[WRITTEN INSTRUCTION A] In the entries below, copy every line from the one containing "Exercise. Mark the distant" down to the one containing "pixel 13 137", keeping both of those lines.
== DOCUMENT SECTION
# how do you flush out the engine on a lawn mower?



## mkeane1120

my son put oil in the gas tank and ran the engine. it fouled out the spark plug. i changed it. but its still getting a little bit of oil on the plug and it still wont work. could anyone tell me how to flush the system or any suggestions on what to do?


----------



## bugman

well if its a side valve i'd suggest taking the head off and cleaning it good. clean the gaslines out with carb cleaner and clean the carb as well, as for the gas tank swish around some carb cleaner in there as well. you can't flush it out like a pipe, when oil goes through you have to clean it by hand to get it back fully right, and next time might i suggest not letting your boy touch the mower, my neices thought vegetabal oil was good enough to put in one and i caught em before they did. oh and dump the oiled gas its useless now


----------



## mkeane1120

thank you very much


----------



## bugman

no prob, if its a side valve it won't say ohv on the front it'll just be a head with a plug in it. i tell you little kids, never let em around expensive equipment. oh and as for the tank if its not all oiled up i would say let it be and one thing i forgot you can pop the fuel bowl off and drain that without screwing the settings and that'll help it out more. oh and plus what hp rating, if its below 5 it might not have a bowl. unless it's a tec, then it'll have a bowl, briggs will have diaprahms or either bowls. bigger then 5 have bowls and the horizontal briggs 5's have diaprahms. below 5 have em.
====
== INPUT
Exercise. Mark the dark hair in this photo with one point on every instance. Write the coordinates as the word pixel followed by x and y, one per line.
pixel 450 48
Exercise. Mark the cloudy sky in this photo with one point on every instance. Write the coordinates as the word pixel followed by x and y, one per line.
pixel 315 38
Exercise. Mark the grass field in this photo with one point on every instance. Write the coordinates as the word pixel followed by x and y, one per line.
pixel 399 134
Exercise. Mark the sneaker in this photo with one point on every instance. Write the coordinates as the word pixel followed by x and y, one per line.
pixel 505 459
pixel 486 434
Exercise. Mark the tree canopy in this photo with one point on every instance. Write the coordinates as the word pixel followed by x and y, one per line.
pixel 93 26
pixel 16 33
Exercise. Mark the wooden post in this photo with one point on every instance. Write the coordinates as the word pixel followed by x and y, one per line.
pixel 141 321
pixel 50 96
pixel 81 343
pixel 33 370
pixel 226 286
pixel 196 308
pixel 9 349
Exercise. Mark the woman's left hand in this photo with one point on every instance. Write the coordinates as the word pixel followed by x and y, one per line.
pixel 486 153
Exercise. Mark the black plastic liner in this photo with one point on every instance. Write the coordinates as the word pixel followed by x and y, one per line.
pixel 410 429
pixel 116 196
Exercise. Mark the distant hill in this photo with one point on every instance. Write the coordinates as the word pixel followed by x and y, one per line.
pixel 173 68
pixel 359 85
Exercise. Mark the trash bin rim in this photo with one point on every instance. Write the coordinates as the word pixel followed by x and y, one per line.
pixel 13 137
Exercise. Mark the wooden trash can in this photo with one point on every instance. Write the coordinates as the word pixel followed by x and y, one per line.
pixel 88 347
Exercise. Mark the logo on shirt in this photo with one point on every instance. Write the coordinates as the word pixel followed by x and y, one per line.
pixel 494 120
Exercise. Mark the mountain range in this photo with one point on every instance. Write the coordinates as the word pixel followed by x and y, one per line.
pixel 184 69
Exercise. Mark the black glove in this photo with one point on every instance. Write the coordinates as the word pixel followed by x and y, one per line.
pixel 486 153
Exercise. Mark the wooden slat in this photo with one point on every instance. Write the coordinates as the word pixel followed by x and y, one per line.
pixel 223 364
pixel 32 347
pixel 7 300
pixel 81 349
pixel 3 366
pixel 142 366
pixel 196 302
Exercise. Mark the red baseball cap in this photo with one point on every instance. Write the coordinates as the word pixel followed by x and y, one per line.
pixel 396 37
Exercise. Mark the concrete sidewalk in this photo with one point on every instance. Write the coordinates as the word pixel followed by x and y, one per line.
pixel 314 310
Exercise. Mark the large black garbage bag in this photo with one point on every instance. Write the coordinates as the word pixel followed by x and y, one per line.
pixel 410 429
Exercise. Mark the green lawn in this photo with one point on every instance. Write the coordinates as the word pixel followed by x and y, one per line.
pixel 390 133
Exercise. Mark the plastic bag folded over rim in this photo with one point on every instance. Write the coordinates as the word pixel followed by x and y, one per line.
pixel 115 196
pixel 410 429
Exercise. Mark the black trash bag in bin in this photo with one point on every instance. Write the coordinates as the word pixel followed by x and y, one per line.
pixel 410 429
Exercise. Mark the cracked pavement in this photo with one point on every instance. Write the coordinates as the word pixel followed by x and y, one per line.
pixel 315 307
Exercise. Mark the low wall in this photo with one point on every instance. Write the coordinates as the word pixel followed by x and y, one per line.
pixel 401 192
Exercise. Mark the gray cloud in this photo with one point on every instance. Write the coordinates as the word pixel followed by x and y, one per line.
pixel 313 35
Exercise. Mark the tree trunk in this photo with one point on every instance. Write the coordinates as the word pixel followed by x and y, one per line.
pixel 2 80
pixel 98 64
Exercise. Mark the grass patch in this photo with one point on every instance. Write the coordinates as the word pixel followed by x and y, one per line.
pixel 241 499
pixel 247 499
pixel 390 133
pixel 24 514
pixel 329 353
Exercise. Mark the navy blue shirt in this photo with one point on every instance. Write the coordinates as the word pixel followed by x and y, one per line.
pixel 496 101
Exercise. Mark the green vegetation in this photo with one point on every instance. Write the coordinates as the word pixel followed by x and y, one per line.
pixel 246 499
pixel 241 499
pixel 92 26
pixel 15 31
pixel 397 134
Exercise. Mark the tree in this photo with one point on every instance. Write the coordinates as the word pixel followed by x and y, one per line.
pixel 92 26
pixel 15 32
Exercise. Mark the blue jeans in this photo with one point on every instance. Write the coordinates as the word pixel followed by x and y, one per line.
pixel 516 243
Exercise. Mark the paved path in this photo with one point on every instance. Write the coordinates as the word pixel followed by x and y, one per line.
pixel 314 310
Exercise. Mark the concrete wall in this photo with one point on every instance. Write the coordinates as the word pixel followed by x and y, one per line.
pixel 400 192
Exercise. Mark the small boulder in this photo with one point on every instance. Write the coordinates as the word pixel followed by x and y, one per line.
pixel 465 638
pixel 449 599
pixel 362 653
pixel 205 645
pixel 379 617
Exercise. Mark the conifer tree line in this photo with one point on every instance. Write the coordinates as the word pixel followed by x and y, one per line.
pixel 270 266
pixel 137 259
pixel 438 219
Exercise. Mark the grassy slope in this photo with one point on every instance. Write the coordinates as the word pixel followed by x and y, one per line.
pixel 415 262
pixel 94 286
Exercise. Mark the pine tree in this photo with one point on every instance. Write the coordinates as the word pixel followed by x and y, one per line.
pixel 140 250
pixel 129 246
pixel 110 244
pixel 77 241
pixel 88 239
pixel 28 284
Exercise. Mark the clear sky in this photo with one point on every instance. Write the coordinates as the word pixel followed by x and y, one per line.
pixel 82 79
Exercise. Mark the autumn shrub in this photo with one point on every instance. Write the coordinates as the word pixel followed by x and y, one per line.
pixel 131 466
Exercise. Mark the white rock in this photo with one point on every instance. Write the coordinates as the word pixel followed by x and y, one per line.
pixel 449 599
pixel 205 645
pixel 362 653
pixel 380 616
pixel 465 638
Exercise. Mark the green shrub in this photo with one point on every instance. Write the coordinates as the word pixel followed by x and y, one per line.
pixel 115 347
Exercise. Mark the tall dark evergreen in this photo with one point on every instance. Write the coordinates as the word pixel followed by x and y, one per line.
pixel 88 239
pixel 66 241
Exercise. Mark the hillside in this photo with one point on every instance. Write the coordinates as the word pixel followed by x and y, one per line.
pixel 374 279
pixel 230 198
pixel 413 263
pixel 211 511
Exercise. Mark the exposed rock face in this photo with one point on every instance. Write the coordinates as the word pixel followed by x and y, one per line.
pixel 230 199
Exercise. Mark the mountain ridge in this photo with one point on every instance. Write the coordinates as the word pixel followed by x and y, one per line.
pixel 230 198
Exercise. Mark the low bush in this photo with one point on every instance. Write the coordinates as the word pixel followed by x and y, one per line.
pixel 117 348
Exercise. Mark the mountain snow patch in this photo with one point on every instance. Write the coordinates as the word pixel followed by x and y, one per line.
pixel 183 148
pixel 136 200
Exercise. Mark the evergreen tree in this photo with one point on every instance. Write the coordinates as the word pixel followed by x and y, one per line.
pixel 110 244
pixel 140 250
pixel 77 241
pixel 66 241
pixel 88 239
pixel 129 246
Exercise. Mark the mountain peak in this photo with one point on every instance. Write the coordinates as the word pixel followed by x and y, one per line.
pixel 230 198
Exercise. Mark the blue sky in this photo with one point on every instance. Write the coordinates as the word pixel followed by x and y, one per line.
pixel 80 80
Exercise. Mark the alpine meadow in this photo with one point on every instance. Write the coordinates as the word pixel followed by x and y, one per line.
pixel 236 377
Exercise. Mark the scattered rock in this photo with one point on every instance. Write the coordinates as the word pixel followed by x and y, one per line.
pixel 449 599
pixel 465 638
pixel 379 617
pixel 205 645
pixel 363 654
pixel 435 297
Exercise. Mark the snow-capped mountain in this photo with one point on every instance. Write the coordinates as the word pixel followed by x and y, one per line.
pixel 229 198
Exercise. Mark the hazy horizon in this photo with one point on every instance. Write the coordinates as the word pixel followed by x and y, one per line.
====
[WRITTEN INSTRUCTION B] Carry on the forum thread about clearing oil from a lawn mower's fuel system, starting after its final post.

[REPLY A]
Exercise. Mark the distant hill in this photo with one point on every instance. Write the coordinates as the word pixel followed by x and y, one per line.
pixel 173 68
pixel 359 85
Exercise. Mark the trash bin rim in this photo with one point on every instance. Write the coordinates as the word pixel followed by x and y, one per line.
pixel 13 137

[REPLY B]
----------



## roperdude91

hey im a kid and i know what i am doing :dude:


----------



## bugman

yeah atleast you don't pour oil in the gas and go with it, check your oil and go without checking it or changing it for long periods of time and don't like my nieces think that vegetable oil is like motor oil and try to use it, (caught em before they did)


----------



## Iron head

the worst i ever did regarding wrong fulage is on my friends ride mower which we turned into a all terrain 2 wheeler. it was all fun n games till we ran outa normal gass soooo. we decided that the thing was a pice of shit anyeways so we put diesel fule in there to give it one last roar. than we drove it off a cliff into a pond that was the end of that mower.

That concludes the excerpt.